▶ [PROVIDED INFORMATION]:

#####

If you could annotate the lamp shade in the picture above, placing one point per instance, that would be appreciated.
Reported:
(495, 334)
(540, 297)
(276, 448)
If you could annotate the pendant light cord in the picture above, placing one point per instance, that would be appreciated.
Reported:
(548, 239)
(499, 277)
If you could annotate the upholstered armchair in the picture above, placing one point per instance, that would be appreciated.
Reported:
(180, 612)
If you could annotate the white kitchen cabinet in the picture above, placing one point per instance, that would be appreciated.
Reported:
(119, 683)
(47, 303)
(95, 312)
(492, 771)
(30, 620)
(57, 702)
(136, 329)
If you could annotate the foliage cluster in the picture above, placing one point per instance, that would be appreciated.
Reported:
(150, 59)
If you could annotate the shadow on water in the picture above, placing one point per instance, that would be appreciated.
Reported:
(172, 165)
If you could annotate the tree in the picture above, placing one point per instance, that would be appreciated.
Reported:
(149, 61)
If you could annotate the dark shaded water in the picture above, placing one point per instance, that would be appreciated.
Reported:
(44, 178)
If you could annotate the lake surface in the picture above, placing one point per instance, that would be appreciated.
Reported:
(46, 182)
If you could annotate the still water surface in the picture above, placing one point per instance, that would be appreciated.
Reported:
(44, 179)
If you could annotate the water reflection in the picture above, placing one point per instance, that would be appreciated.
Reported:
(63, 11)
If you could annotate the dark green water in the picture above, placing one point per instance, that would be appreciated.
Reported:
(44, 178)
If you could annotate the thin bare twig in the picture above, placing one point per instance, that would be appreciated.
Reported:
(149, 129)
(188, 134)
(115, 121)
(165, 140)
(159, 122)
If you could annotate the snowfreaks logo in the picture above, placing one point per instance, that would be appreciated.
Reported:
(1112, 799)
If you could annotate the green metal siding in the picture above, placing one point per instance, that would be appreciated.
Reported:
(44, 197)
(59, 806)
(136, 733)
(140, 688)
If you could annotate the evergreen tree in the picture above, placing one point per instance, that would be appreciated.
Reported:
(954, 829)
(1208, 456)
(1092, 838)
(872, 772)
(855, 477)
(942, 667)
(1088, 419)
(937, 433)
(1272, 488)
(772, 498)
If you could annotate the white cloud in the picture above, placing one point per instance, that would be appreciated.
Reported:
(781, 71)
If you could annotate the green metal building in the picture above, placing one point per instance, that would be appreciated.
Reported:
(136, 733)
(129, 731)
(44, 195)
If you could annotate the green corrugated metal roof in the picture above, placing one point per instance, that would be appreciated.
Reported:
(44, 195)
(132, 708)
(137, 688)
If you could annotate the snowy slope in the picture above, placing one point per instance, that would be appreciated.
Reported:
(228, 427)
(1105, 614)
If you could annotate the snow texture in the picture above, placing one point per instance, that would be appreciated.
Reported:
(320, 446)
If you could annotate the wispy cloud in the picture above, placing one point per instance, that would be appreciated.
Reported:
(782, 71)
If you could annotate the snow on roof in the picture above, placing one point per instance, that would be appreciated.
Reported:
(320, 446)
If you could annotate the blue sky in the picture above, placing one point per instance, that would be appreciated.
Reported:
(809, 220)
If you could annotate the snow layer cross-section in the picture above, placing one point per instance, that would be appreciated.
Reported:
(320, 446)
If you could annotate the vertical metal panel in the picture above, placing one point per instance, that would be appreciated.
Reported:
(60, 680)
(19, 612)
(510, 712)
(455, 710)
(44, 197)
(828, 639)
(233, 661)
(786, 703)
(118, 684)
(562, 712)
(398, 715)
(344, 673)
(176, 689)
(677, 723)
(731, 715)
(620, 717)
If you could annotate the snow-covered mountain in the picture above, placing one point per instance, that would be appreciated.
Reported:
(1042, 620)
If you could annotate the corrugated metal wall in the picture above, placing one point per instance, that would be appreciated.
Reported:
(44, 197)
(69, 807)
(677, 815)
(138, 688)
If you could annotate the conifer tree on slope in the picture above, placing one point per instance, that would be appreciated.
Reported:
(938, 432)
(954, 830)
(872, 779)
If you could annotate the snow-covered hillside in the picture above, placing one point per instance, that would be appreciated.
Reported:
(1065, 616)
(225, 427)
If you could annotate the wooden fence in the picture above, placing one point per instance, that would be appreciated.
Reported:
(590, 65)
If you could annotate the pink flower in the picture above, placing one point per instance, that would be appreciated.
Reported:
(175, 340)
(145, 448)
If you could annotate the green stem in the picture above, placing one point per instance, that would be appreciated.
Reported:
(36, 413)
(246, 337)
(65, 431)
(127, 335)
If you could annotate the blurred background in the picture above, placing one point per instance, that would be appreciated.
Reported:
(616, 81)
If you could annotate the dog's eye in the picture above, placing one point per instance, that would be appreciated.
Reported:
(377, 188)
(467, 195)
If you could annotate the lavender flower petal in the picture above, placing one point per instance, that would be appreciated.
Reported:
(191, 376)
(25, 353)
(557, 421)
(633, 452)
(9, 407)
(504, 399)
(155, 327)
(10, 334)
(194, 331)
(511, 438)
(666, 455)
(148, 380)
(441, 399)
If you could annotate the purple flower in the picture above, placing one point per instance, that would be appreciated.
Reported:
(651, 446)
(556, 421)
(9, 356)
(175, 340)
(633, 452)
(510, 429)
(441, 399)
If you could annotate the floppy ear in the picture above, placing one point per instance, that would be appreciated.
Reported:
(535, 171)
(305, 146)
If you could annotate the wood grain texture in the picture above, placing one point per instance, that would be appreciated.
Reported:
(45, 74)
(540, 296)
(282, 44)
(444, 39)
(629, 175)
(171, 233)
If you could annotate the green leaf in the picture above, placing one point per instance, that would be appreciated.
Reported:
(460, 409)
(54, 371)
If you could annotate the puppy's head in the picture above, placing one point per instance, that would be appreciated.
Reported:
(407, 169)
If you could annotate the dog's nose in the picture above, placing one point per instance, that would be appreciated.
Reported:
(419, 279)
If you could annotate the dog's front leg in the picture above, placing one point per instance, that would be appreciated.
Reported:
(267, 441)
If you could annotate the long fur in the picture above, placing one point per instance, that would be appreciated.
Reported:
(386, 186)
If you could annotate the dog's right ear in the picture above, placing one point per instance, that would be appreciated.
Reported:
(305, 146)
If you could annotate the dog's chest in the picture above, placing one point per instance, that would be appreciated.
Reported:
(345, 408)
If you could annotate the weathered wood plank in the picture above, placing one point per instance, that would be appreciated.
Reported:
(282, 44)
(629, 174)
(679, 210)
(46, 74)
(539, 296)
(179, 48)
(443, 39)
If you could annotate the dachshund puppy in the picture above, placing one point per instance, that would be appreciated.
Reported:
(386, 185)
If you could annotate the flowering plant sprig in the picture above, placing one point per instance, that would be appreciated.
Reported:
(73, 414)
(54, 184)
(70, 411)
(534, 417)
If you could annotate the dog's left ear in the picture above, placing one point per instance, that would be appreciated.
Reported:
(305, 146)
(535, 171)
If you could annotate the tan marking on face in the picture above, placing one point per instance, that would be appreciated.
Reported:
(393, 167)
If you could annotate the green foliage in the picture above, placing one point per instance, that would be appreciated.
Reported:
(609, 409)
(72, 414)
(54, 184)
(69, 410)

#####

▶ [TASK BRIEF]: Write out the records in full, word for word.

▶ [RESPONSE BELOW]:
If you could annotate the lamp shade in the picture above, placing one point per instance, that would be appreciated.
Reported:
(495, 334)
(540, 297)
(276, 448)
If you could annotate the pendant light cord in the picture above, placing one point per instance, that would be appreciated.
Reported:
(548, 239)
(499, 277)
If you could annotate the upholstered armchair in the picture above, placing one point per instance, that would be appreciated.
Reported:
(180, 612)
If you could annotate the white kitchen cabinet in the picture above, placing one point per instance, that would be appreciated.
Reported:
(119, 683)
(47, 303)
(95, 312)
(492, 771)
(30, 620)
(57, 702)
(136, 329)
If you could annotate the foliage cluster in the picture above, placing one point per instance, that would be appreciated.
Reported:
(150, 59)
If you could annotate the shadow on water in the picture above, placing one point per instance, that would be appreciated.
Reported:
(172, 165)
If you could annotate the tree in the picture above, placing one point per instance, that would be appreciated.
Reported:
(149, 61)
If you could annotate the dark shaded water in the picture above, placing one point per instance, that would be appreciated.
Reported:
(44, 178)
If you could annotate the lake surface in the picture above, placing one point per instance, that would be appreciated.
Reported:
(46, 182)
If you could annotate the still water surface in the picture above, placing one point per instance, that would be appreciated.
Reported:
(44, 179)
If you could annotate the water reflection in the picture above, placing one point per instance, that would be appreciated.
Reported:
(63, 11)
If you could annotate the dark green water in the picture above, placing one point per instance, that would be appreciated.
Reported:
(44, 178)
If you could annotate the thin bare twig in the picture above, placing one point per instance, that would be appreciated.
Reported:
(149, 129)
(188, 134)
(115, 121)
(165, 140)
(159, 122)
If you could annotate the snowfreaks logo in the picture above, placing one point per instance, that would be appreciated.
Reported:
(1112, 799)
If you could annotate the green metal siding in the picture above, placing one point per instance, that would be appreciated.
Reported:
(44, 197)
(59, 806)
(136, 733)
(140, 688)
If you could annotate the evergreen tree in the picture above, placing one point per instance, that would be appreciated.
Reported:
(954, 829)
(1208, 456)
(1092, 838)
(872, 772)
(855, 477)
(942, 667)
(1088, 419)
(937, 433)
(1272, 488)
(772, 498)
If you could annotate the white cloud in the picture above, placing one point per instance, that would be appreciated.
Reported:
(781, 71)
If you could annotate the green metal building in the picture above, placing one point per instance, that would be appreciated.
Reported:
(136, 733)
(129, 731)
(44, 195)
If you could annotate the green corrugated metal roof in the picture above, placing one point per instance, that would be appreciated.
Reported:
(44, 195)
(132, 708)
(137, 688)
If you could annotate the snowy slope in the picture above, placing one point per instance, that would be appreciated.
Reported:
(228, 427)
(1105, 614)
If you could annotate the snow texture in the picture above, placing one point per instance, that would be appreciated.
Reported:
(320, 446)
If you could annotate the wispy cloud in the picture above, placing one point per instance, that would be appreciated.
Reported:
(782, 71)
If you could annotate the snow on roof in the picture above, placing one point per instance, that would be appreciated.
Reported:
(320, 446)
If you could annotate the blue sky in the picture above, placing one point per instance, that would be appreciated.
Reported:
(809, 220)
If you could annotate the snow layer cross-section in the picture above, placing one point per instance, that would be appreciated.
Reported:
(320, 446)
If you could annotate the vertical metal panel in the picture above, placing one point per instance, that would be appreciated.
Reported:
(60, 680)
(19, 612)
(510, 712)
(455, 710)
(44, 197)
(828, 639)
(233, 661)
(786, 703)
(118, 684)
(562, 712)
(398, 715)
(344, 673)
(176, 689)
(677, 723)
(731, 715)
(620, 717)
If you could annotate the snow-covered mountain in the picture above, placing one point per instance, that would be appreciated.
Reported:
(1042, 620)
If you could annotate the corrugated metal wall in the picture above, placing one point per instance, that would be appreciated.
Reported:
(44, 197)
(69, 807)
(677, 815)
(138, 688)
If you could annotate the conifer tree on slope in the picture above, placing one point per instance, that would be appreciated.
Reported:
(938, 432)
(954, 830)
(872, 779)
If you could annotate the snow-covered hillside in the picture above, placing one point per instance, that would be appreciated.
Reported:
(1065, 616)
(225, 427)
If you could annotate the wooden fence in the picture above, placing one point per instance, that would be appreciated.
Reported:
(590, 65)
If you could annotate the pink flower in the picture above, placing one point per instance, that would be appreciated.
Reported:
(175, 340)
(145, 448)
If you could annotate the green stem in the picture above, placing one point per instance, that would be appreciated.
Reported:
(36, 413)
(246, 337)
(65, 431)
(127, 335)
If you could annotate the blurred background in the picture above, placing one point per instance, that would be appreciated.
Reported:
(616, 81)
If you could annotate the dog's eye in the picture above, placing one point per instance, that would be appreciated.
Reported:
(377, 188)
(467, 195)
If you could annotate the lavender flower petal in the picture above, placing one point per instance, that would be appreciated.
Reported:
(191, 376)
(25, 353)
(557, 421)
(633, 452)
(9, 407)
(504, 399)
(155, 327)
(10, 334)
(194, 331)
(511, 438)
(666, 455)
(148, 380)
(441, 399)
If you could annotate the purple flower in the picture above, placing one point per instance, that would be appreciated.
Reported:
(651, 446)
(556, 421)
(9, 356)
(175, 340)
(633, 452)
(510, 429)
(441, 399)
If you could annotate the floppy ear in the picture above, placing one point per instance, that would be appreciated.
Reported:
(535, 171)
(305, 146)
If you could annotate the wood grain texture in the picture above, placing one point per instance, that would be appreciated.
Reported:
(45, 74)
(540, 296)
(282, 44)
(444, 39)
(629, 175)
(171, 233)
If you could annotate the green leaf in the picture above, placing one point per instance, that would be appreciated.
Reported:
(460, 409)
(54, 371)
If you could annotate the puppy's head in the picture above, placing one point per instance, that would be appreciated.
Reported:
(407, 169)
If you could annotate the dog's nose in the picture above, placing one point per instance, that would be appreciated.
Reported:
(419, 279)
If you could annotate the dog's front leg in the picture above, placing one point per instance, that would be appreciated.
Reported:
(267, 441)
If you could annotate the long fur in the picture above, placing one point per instance, that would be appreciated.
Reported:
(386, 186)
If you could annotate the dog's right ear in the picture above, placing one point per instance, that would be appreciated.
Reported:
(305, 146)
If you could annotate the dog's chest in the picture above, placing one point per instance, that would be appreciated.
Reported:
(345, 408)
If you could annotate the weathered wood plank in the picture above, placing one point per instance, that would be appreciated.
Reported:
(282, 44)
(629, 174)
(679, 210)
(46, 74)
(539, 296)
(179, 48)
(443, 39)
If you could annotate the dachshund puppy in the picture above, placing one point per instance, that would be appreciated.
Reported:
(386, 185)
If you could annotate the flowering plant sprig in the picture above, placing one point per instance, that would be appreciated.
Reported:
(73, 414)
(54, 184)
(70, 411)
(534, 417)
If you could annotate the dog's left ear in the picture above, placing one point per instance, that would be appreciated.
Reported:
(305, 146)
(535, 171)
If you could annotate the tan marking on face in the picture above, placing one point per instance, that would be appreciated.
Reported:
(393, 167)
If you could annotate the green foliage in the picture above, placing one point per instance, that would be appreciated.
Reported:
(609, 409)
(72, 414)
(54, 184)
(69, 410)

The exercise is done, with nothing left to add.